- Task objective -
Every record, from first to last, should be retyped word for word.

- Data to examine -

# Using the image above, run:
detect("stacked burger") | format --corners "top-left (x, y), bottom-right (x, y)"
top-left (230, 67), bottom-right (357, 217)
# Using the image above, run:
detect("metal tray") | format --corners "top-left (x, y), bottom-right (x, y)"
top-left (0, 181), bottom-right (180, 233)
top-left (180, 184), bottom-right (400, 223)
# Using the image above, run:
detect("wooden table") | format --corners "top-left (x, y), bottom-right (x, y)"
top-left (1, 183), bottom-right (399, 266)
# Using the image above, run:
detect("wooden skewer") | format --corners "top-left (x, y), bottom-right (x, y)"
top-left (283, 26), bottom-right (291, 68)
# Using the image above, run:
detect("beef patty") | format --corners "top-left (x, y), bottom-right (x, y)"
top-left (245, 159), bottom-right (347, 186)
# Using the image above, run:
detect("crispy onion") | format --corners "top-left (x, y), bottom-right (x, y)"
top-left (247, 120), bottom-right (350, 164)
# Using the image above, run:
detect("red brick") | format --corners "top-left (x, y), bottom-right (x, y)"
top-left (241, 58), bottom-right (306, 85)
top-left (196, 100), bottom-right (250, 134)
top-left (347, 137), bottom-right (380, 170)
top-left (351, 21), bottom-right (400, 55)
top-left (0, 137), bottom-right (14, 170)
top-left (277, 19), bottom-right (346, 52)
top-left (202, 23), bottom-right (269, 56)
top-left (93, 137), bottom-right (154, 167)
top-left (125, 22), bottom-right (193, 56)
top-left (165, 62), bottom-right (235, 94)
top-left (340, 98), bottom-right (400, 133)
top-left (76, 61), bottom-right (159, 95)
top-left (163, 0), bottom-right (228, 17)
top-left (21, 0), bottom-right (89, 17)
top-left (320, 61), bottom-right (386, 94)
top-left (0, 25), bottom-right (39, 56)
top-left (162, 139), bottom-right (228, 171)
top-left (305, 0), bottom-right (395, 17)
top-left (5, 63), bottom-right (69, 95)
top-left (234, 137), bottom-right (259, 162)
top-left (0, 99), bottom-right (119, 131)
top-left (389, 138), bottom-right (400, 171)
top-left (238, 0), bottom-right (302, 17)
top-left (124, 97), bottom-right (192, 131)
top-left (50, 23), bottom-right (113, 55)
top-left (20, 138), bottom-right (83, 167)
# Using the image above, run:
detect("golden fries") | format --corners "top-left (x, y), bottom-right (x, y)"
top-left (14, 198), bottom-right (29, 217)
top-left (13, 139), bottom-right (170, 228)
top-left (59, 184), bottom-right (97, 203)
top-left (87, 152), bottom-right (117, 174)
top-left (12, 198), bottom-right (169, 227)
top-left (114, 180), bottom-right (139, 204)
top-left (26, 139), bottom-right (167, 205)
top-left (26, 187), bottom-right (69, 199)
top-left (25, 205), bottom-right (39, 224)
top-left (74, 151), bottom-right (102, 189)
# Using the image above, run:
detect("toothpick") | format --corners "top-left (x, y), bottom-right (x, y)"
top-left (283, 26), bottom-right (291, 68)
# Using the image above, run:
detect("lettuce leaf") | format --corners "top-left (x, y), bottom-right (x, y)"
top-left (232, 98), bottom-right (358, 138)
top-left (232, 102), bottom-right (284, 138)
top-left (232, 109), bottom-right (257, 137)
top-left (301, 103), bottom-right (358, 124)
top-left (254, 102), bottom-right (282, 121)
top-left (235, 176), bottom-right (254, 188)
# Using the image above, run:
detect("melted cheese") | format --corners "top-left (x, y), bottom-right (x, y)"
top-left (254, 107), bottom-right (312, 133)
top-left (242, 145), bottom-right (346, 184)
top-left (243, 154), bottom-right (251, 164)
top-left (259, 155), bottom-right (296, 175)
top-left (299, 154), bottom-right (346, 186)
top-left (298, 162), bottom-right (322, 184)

- Final answer -
# Using the image above, run:
detect("stacked burger") | format --corners "top-left (x, y), bottom-right (x, y)"
top-left (230, 67), bottom-right (357, 217)
# Using the image above, run:
detect("metal tray") | format --corners "top-left (x, y), bottom-right (x, y)"
top-left (0, 181), bottom-right (180, 233)
top-left (180, 184), bottom-right (400, 223)
# Using the image above, run:
detect("wooden table") | format --corners "top-left (x, y), bottom-right (x, y)"
top-left (1, 183), bottom-right (399, 266)
# Using the image above, run:
detect("wooden skewer") | format --corners "top-left (x, y), bottom-right (x, y)"
top-left (283, 26), bottom-right (291, 68)
# Using the image above, run:
detect("beef patty") | format --corners "top-left (x, y), bottom-right (x, y)"
top-left (245, 159), bottom-right (347, 186)
# Using the image above, run:
detect("crispy onion") | format --corners "top-left (x, y), bottom-right (x, y)"
top-left (247, 120), bottom-right (350, 164)
# Using the image above, run:
detect("red brick") | format --corners "top-left (x, y), bottom-right (x, y)"
top-left (241, 58), bottom-right (306, 85)
top-left (196, 100), bottom-right (250, 134)
top-left (347, 137), bottom-right (380, 170)
top-left (351, 21), bottom-right (400, 55)
top-left (0, 137), bottom-right (14, 170)
top-left (277, 19), bottom-right (346, 52)
top-left (202, 23), bottom-right (269, 56)
top-left (93, 137), bottom-right (154, 167)
top-left (125, 22), bottom-right (193, 56)
top-left (165, 62), bottom-right (235, 94)
top-left (340, 98), bottom-right (400, 133)
top-left (76, 61), bottom-right (159, 95)
top-left (163, 0), bottom-right (228, 17)
top-left (21, 0), bottom-right (89, 17)
top-left (320, 61), bottom-right (386, 94)
top-left (0, 25), bottom-right (39, 56)
top-left (162, 139), bottom-right (228, 171)
top-left (305, 0), bottom-right (395, 17)
top-left (5, 63), bottom-right (69, 95)
top-left (234, 137), bottom-right (259, 162)
top-left (0, 99), bottom-right (119, 131)
top-left (389, 138), bottom-right (400, 171)
top-left (238, 0), bottom-right (302, 17)
top-left (124, 97), bottom-right (192, 131)
top-left (50, 23), bottom-right (113, 55)
top-left (20, 138), bottom-right (83, 167)
# Using the image above, run:
detect("golden fries") | format --corners "top-left (x, y), bottom-right (x, y)"
top-left (14, 198), bottom-right (29, 217)
top-left (13, 139), bottom-right (170, 228)
top-left (59, 184), bottom-right (97, 203)
top-left (87, 152), bottom-right (117, 174)
top-left (12, 198), bottom-right (169, 227)
top-left (114, 180), bottom-right (139, 204)
top-left (26, 139), bottom-right (167, 205)
top-left (26, 187), bottom-right (69, 199)
top-left (25, 205), bottom-right (39, 224)
top-left (74, 151), bottom-right (102, 189)
# Using the image above, run:
detect("toothpick") | format --corners "top-left (x, y), bottom-right (x, y)"
top-left (283, 26), bottom-right (291, 68)
# Using the image above, run:
detect("lettuce leaf") | format --corners "top-left (x, y), bottom-right (x, y)"
top-left (232, 98), bottom-right (358, 138)
top-left (232, 102), bottom-right (284, 138)
top-left (232, 109), bottom-right (257, 137)
top-left (301, 103), bottom-right (358, 124)
top-left (254, 102), bottom-right (282, 121)
top-left (235, 176), bottom-right (254, 188)
# Using the image above, run:
detect("melted cheese") | format --corners "top-left (x, y), bottom-right (x, y)"
top-left (254, 107), bottom-right (312, 133)
top-left (242, 145), bottom-right (346, 184)
top-left (243, 154), bottom-right (251, 164)
top-left (259, 155), bottom-right (296, 175)
top-left (299, 154), bottom-right (346, 186)
top-left (298, 162), bottom-right (322, 184)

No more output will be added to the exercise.